*Request*:
Please repeat everything in the listing below from the line containing "Guideline: for every instance of the stem, the" down to the line containing "<point>40,16</point>", with both of those lines included.

[Begin]

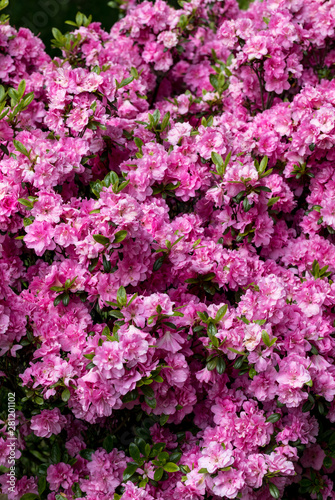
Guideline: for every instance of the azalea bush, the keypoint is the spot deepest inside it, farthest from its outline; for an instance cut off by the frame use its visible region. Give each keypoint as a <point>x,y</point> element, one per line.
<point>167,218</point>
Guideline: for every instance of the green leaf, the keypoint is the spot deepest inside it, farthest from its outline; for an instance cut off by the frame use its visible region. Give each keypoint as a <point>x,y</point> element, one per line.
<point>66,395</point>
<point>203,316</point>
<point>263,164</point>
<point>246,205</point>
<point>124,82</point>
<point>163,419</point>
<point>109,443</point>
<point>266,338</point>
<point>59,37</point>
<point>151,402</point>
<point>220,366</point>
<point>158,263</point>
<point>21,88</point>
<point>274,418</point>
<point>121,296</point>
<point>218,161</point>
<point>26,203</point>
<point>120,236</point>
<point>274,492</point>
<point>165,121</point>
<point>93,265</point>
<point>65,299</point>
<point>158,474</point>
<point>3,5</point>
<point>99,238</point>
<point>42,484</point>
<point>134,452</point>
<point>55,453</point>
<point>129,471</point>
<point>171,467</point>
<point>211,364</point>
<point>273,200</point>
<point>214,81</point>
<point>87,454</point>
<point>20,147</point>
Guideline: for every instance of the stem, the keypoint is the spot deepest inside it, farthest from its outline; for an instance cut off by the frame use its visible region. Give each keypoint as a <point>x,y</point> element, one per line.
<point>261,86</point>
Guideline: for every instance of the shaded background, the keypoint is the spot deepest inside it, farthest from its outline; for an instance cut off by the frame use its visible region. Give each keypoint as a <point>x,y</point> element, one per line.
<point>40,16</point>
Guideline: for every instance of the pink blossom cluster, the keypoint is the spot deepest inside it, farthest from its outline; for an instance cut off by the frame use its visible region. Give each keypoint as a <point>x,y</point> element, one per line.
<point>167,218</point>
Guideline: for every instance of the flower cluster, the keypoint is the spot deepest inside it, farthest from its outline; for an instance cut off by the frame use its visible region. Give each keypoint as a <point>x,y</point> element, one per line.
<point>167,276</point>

[End]

*Response to the exercise*:
Guideline: for every instance of the stem, the keypoint is the spot deepest inside it, farthest from its outline; for an instance cut off by the frame use its visible region. Give each keypoint as a <point>x,y</point> element, one per line.
<point>261,86</point>
Guideline: for every instance of the shaded background, the keypoint is the spot deepest inside it, farthest from its outline; for an instance cut off by the frame use its visible region. Give each keypoint as a <point>x,y</point> element, one per line.
<point>40,16</point>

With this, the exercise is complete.